WHAT THE TASK REQUIRES - Copy the data below, switching every "segmentation" to "polygon outline" and leaving everything else unchanged. Leave the pictures out of your copy.

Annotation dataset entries
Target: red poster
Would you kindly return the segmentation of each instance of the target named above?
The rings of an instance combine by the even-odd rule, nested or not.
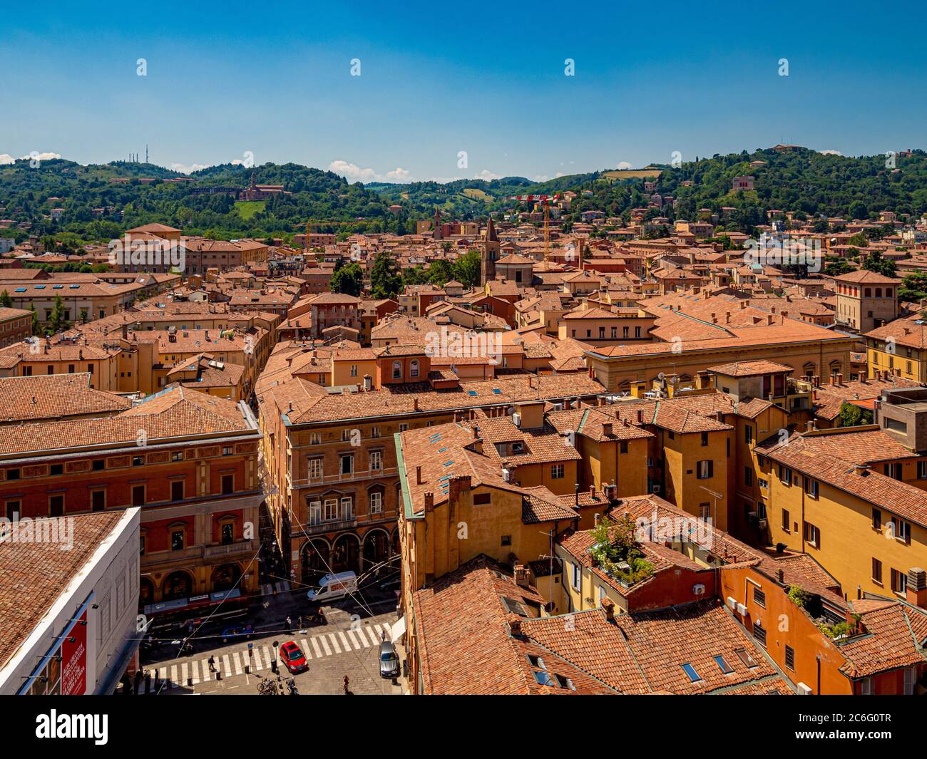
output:
[[[70,642],[73,640],[74,642]],[[61,642],[61,693],[83,696],[87,689],[87,612]]]

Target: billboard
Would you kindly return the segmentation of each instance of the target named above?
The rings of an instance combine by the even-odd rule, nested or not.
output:
[[[87,610],[61,641],[61,694],[83,696],[87,689]]]

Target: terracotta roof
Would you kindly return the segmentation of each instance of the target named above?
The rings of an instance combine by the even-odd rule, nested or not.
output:
[[[709,372],[716,374],[724,374],[727,377],[755,377],[757,374],[769,374],[774,372],[785,372],[791,373],[794,370],[784,363],[776,363],[765,360],[756,361],[734,361],[725,363],[720,366],[709,366]]]
[[[570,625],[565,616],[528,619],[522,631],[621,693],[720,693],[767,683],[768,689],[778,688],[776,670],[717,599],[616,614],[613,622],[602,609],[568,616]],[[740,659],[739,650],[750,655],[754,666]],[[732,671],[723,673],[716,656]],[[700,679],[692,682],[683,664]]]
[[[866,677],[927,661],[927,612],[895,601],[852,601],[861,614],[865,635],[838,641],[846,662],[840,671],[849,677]]]
[[[91,374],[36,374],[0,379],[0,423],[117,412],[132,401],[90,386]]]
[[[69,550],[53,542],[0,542],[0,668],[124,516],[116,511],[72,517],[73,546]]]
[[[482,555],[417,590],[413,606],[423,691],[428,695],[614,692],[529,639],[512,635],[512,621],[524,627],[540,614],[543,603],[536,590],[516,585],[503,566]],[[529,656],[540,657],[542,664],[534,665]],[[563,684],[556,676],[564,678]]]

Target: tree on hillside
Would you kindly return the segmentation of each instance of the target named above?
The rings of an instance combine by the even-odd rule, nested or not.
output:
[[[883,259],[882,257],[882,251],[880,250],[870,253],[866,257],[866,261],[863,263],[863,269],[870,272],[875,272],[876,273],[886,277],[895,276],[895,261]]]
[[[478,250],[468,250],[454,261],[454,279],[464,287],[479,284],[480,257]]]
[[[333,293],[358,297],[363,289],[363,271],[357,263],[342,266],[332,274],[330,286]]]
[[[61,296],[55,296],[55,304],[52,306],[51,315],[48,317],[48,328],[55,333],[61,329],[66,329],[68,320],[64,318],[64,301]]]
[[[454,278],[454,268],[451,262],[445,259],[438,259],[431,262],[428,270],[428,282],[438,287],[443,287]]]
[[[840,407],[840,426],[856,427],[860,424],[872,424],[872,411],[868,409],[860,409],[852,403],[845,401]]]
[[[376,299],[396,297],[402,289],[402,277],[396,268],[396,261],[386,250],[381,250],[374,259],[370,270],[370,294]]]
[[[850,265],[849,261],[844,259],[839,259],[836,256],[828,256],[825,261],[824,273],[829,277],[839,277],[841,274],[856,271]]]

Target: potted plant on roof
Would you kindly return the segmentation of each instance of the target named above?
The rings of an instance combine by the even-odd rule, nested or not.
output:
[[[623,585],[633,585],[654,574],[635,538],[634,520],[629,514],[616,522],[603,519],[592,529],[595,543],[590,551],[593,565]]]

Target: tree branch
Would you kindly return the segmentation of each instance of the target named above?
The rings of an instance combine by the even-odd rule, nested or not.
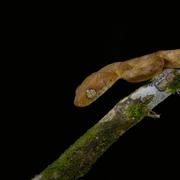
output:
[[[165,69],[151,82],[120,100],[97,124],[71,145],[33,180],[75,180],[145,116],[159,118],[152,109],[180,90],[180,69]]]

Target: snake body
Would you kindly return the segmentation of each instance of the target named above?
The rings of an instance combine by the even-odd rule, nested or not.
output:
[[[88,106],[117,80],[124,79],[131,83],[146,81],[164,68],[180,68],[180,49],[158,51],[101,68],[90,74],[77,87],[74,104],[79,107]]]

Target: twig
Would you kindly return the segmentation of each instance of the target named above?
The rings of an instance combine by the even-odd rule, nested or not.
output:
[[[145,116],[159,118],[152,109],[180,90],[180,69],[165,69],[150,83],[120,100],[97,124],[71,145],[33,180],[75,180],[84,176],[96,160]]]

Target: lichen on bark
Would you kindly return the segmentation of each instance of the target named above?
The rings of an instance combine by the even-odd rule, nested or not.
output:
[[[84,176],[123,133],[148,116],[156,105],[172,94],[168,89],[179,89],[179,71],[164,70],[153,82],[119,101],[97,124],[49,165],[38,180],[75,180]]]

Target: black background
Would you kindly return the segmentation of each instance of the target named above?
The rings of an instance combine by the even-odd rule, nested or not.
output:
[[[6,117],[11,134],[6,142],[19,169],[14,174],[18,179],[40,173],[122,97],[143,84],[119,81],[97,102],[77,108],[74,92],[87,75],[115,61],[180,48],[176,22],[74,24],[44,17],[26,22],[23,29],[17,21],[13,25],[18,33],[12,35],[11,54],[17,59],[9,62],[15,73],[8,89],[12,110]],[[178,175],[178,98],[173,95],[156,107],[161,119],[145,118],[130,129],[80,179]]]

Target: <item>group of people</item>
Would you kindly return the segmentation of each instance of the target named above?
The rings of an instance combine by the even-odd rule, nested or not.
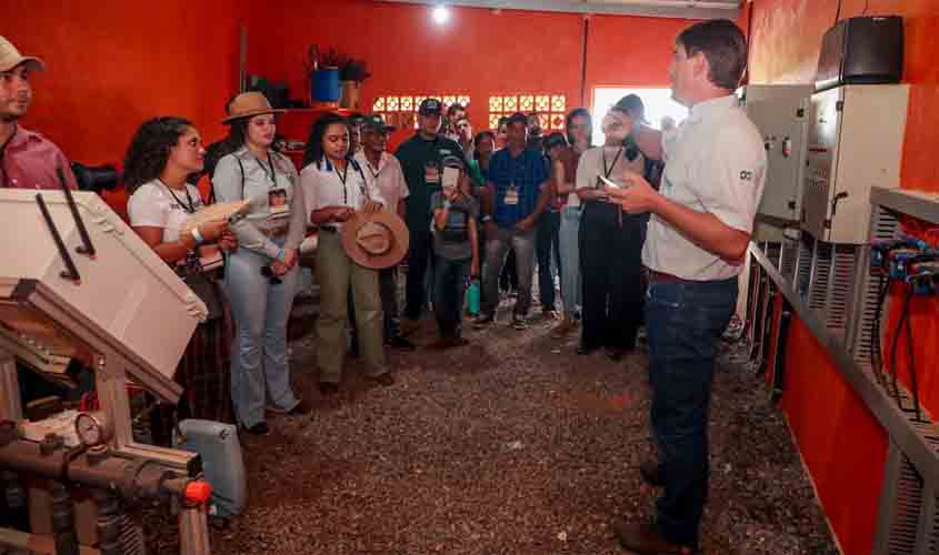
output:
[[[473,135],[461,107],[450,107],[444,127],[443,107],[428,99],[418,110],[418,132],[393,155],[386,151],[392,128],[380,118],[353,124],[323,115],[310,130],[299,172],[274,148],[277,110],[259,93],[242,93],[227,109],[230,133],[216,149],[210,178],[217,201],[249,201],[247,215],[181,226],[203,203],[190,181],[206,171],[206,149],[191,122],[163,117],[143,123],[127,151],[130,223],[193,285],[200,283],[193,274],[204,273],[202,261],[224,253],[223,286],[207,281],[214,284],[219,312],[230,306],[234,417],[254,434],[267,432],[268,412],[310,411],[291,385],[287,323],[300,244],[311,229],[318,233],[317,362],[324,394],[338,390],[350,320],[366,376],[392,385],[384,346],[408,347],[403,336],[428,305],[440,332],[433,346],[464,344],[466,282],[481,275],[473,324],[490,326],[511,250],[518,280],[511,325],[523,329],[536,261],[549,315],[557,266],[563,314],[553,333],[569,334],[582,321],[580,353],[605,347],[619,359],[635,347],[643,319],[647,327],[658,460],[639,470],[662,494],[653,524],[617,523],[613,529],[635,552],[689,553],[698,544],[708,490],[715,352],[733,312],[766,179],[760,134],[733,95],[746,53],[746,39],[730,21],[686,29],[669,75],[675,99],[690,115],[665,133],[646,123],[635,95],[605,114],[606,140],[596,147],[585,109],[568,114],[566,134],[532,142],[525,114]],[[41,61],[0,38],[2,186],[59,186],[52,179],[58,167],[74,184],[61,151],[18,123],[30,101],[30,72],[41,69]],[[409,234],[400,329],[394,268],[358,264],[341,241],[343,225],[382,211],[402,218]],[[210,317],[200,326],[181,369],[227,364],[212,356],[232,333],[227,321]]]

EXERCISE RESPONSE -
Target: red poster
Would you kindly return the polygon outline of each instance of the target named above?
The rings of an instance combine by the even-odd rule, nested or not.
output:
[[[70,642],[73,640],[74,642]],[[61,642],[61,693],[83,696],[87,689],[87,612]]]

Target: billboard
Would you kindly return the polygon outline of each instance of the target named above?
The rings of an instance combine by the even-odd rule, nested or not.
output:
[[[87,610],[61,641],[61,694],[83,696],[87,689]]]

Target: terracotta roof
Would you kindly return the polygon outline of each instance of the target named above?
The rings of an instance combine by the even-odd rule, nested or not.
output:
[[[709,372],[716,374],[724,374],[727,377],[755,377],[757,374],[769,374],[774,372],[785,372],[791,373],[794,370],[784,363],[776,363],[765,360],[756,361],[734,361],[725,363],[720,366],[709,366]]]
[[[570,625],[565,616],[528,619],[522,631],[621,693],[720,693],[767,683],[768,689],[778,688],[776,670],[717,599],[616,614],[613,622],[602,609],[568,616]],[[740,659],[739,650],[750,655],[754,666]],[[732,671],[723,673],[716,656]],[[700,679],[692,682],[683,664]]]
[[[866,677],[927,661],[927,612],[895,601],[852,601],[861,614],[865,635],[838,641],[846,662],[840,671],[849,677]]]
[[[91,374],[36,374],[0,379],[0,423],[117,412],[132,401],[90,386]]]
[[[69,550],[53,542],[0,542],[0,668],[124,516],[116,511],[72,517],[73,546]]]
[[[482,555],[417,590],[413,606],[423,691],[428,695],[614,692],[529,639],[512,635],[512,621],[524,627],[540,614],[543,603],[536,590],[516,585],[503,566]],[[529,656],[540,657],[542,664],[534,665]],[[563,684],[556,676],[564,678]]]

Target: tree on hillside
Would you kindly return the polygon outline of each instance of the target named above?
The rings of an instance combine by the even-odd rule, nested or not.
output:
[[[883,259],[882,257],[882,251],[880,250],[870,253],[866,257],[866,261],[863,263],[863,269],[870,272],[875,272],[876,273],[886,277],[895,276],[895,261]]]
[[[478,250],[468,250],[454,261],[454,279],[464,287],[479,284],[480,257]]]
[[[333,293],[358,297],[363,289],[363,271],[357,263],[342,266],[332,274],[330,286]]]
[[[61,296],[55,296],[55,304],[52,306],[51,315],[48,317],[48,328],[55,333],[61,329],[66,329],[68,320],[64,318],[64,301]]]
[[[454,278],[454,268],[451,262],[445,259],[438,259],[431,262],[428,270],[428,282],[438,287],[443,287]]]
[[[840,407],[840,426],[856,427],[860,424],[872,424],[872,411],[868,409],[860,409],[852,403],[845,401]]]
[[[376,299],[396,297],[402,289],[402,277],[396,268],[396,261],[386,250],[381,250],[374,259],[370,270],[370,294]]]
[[[850,265],[849,261],[844,259],[839,259],[836,256],[828,256],[825,261],[824,273],[829,277],[839,277],[841,274],[856,271]]]

Target: potted plant on roof
Would you kindly return the polygon outline of each instance of the target named above?
The rings of an instance combine by the even-odd rule, nested or not.
output:
[[[623,585],[633,585],[654,574],[635,538],[634,520],[629,514],[616,522],[603,519],[592,529],[595,543],[590,551],[593,565]]]

Target: tree branch
Would you kindly return the polygon outline of each instance of the target named above?
The rings of an instance combine by the even-odd rule, nested or not.
output:
[[[165,69],[151,82],[120,100],[97,124],[71,145],[33,180],[75,180],[145,116],[159,118],[152,109],[180,90],[180,69]]]

Target: snake body
Would you kindly return the polygon outline of each instance of the target named above?
The rings of an instance combine by the even-odd rule, nested or not.
output:
[[[88,106],[117,80],[124,79],[131,83],[146,81],[164,68],[180,68],[180,49],[158,51],[101,68],[90,74],[77,87],[74,104],[79,107]]]

Target: twig
Would you kindly return the polygon outline of each instance of the target named above?
The rings of an instance combine by the even-odd rule, nested or not.
output:
[[[145,116],[159,118],[152,109],[180,90],[180,69],[165,69],[150,83],[120,100],[97,124],[71,145],[33,180],[75,180],[84,176],[96,160]]]

Target: lichen on bark
Would you kindly return the polygon outline of each instance of the target named above?
The rings of an instance combine by the even-odd rule, nested or not.
output:
[[[84,176],[123,133],[148,116],[156,105],[172,94],[168,89],[179,89],[179,71],[164,70],[153,82],[119,101],[97,124],[49,165],[38,180],[75,180]]]

Target: black background
Would you kindly return the polygon outline of each instance of the target named above?
The rings of an instance combine by the even-odd rule, nested or not.
output:
[[[6,117],[11,134],[6,142],[19,169],[14,174],[18,179],[40,173],[122,97],[143,84],[119,81],[97,102],[77,108],[74,92],[87,75],[115,61],[180,48],[176,22],[74,24],[44,17],[26,22],[23,29],[17,21],[13,25],[18,33],[12,35],[11,54],[17,59],[9,62],[15,73],[8,89],[12,110]],[[178,175],[178,98],[173,95],[156,107],[161,119],[145,118],[130,129],[80,179]]]

Target: <item>group of people</item>
Would you kindly return the polygon outline of each instance of the target named above?
The rings of an instance combine by the even-odd rule, nested or not.
output:
[[[473,135],[461,107],[450,107],[444,127],[443,107],[428,99],[418,110],[418,132],[393,155],[386,151],[392,128],[380,118],[353,124],[323,115],[310,130],[299,172],[274,148],[277,110],[259,93],[242,93],[227,109],[230,133],[216,149],[210,178],[217,201],[249,201],[247,215],[181,226],[203,203],[190,181],[206,171],[206,149],[191,122],[163,117],[143,123],[127,151],[130,223],[193,285],[200,283],[193,274],[204,273],[202,261],[224,253],[223,286],[207,281],[214,284],[219,312],[230,306],[234,417],[254,434],[267,432],[268,412],[310,411],[291,385],[287,323],[300,244],[311,229],[318,233],[317,362],[324,394],[338,390],[350,320],[366,376],[392,385],[384,346],[408,347],[403,336],[428,305],[440,332],[433,346],[464,344],[466,282],[481,275],[473,324],[490,326],[511,250],[518,280],[511,325],[523,329],[536,261],[549,315],[557,266],[563,314],[553,333],[569,334],[582,321],[580,353],[605,347],[619,359],[635,347],[643,319],[647,327],[658,460],[639,470],[662,494],[653,524],[617,523],[613,529],[635,552],[689,553],[698,544],[708,490],[715,352],[733,312],[766,179],[760,134],[733,95],[746,53],[746,39],[730,21],[686,29],[669,75],[675,99],[690,115],[665,133],[646,123],[635,95],[605,114],[606,140],[596,147],[585,109],[568,114],[566,134],[532,142],[525,114]],[[41,61],[0,38],[2,186],[59,186],[52,179],[58,167],[74,184],[61,151],[18,123],[30,101],[30,72],[41,69]],[[409,234],[400,329],[394,268],[358,264],[341,241],[343,225],[382,211],[402,218]],[[210,317],[200,326],[181,369],[227,364],[212,356],[232,333],[227,321]]]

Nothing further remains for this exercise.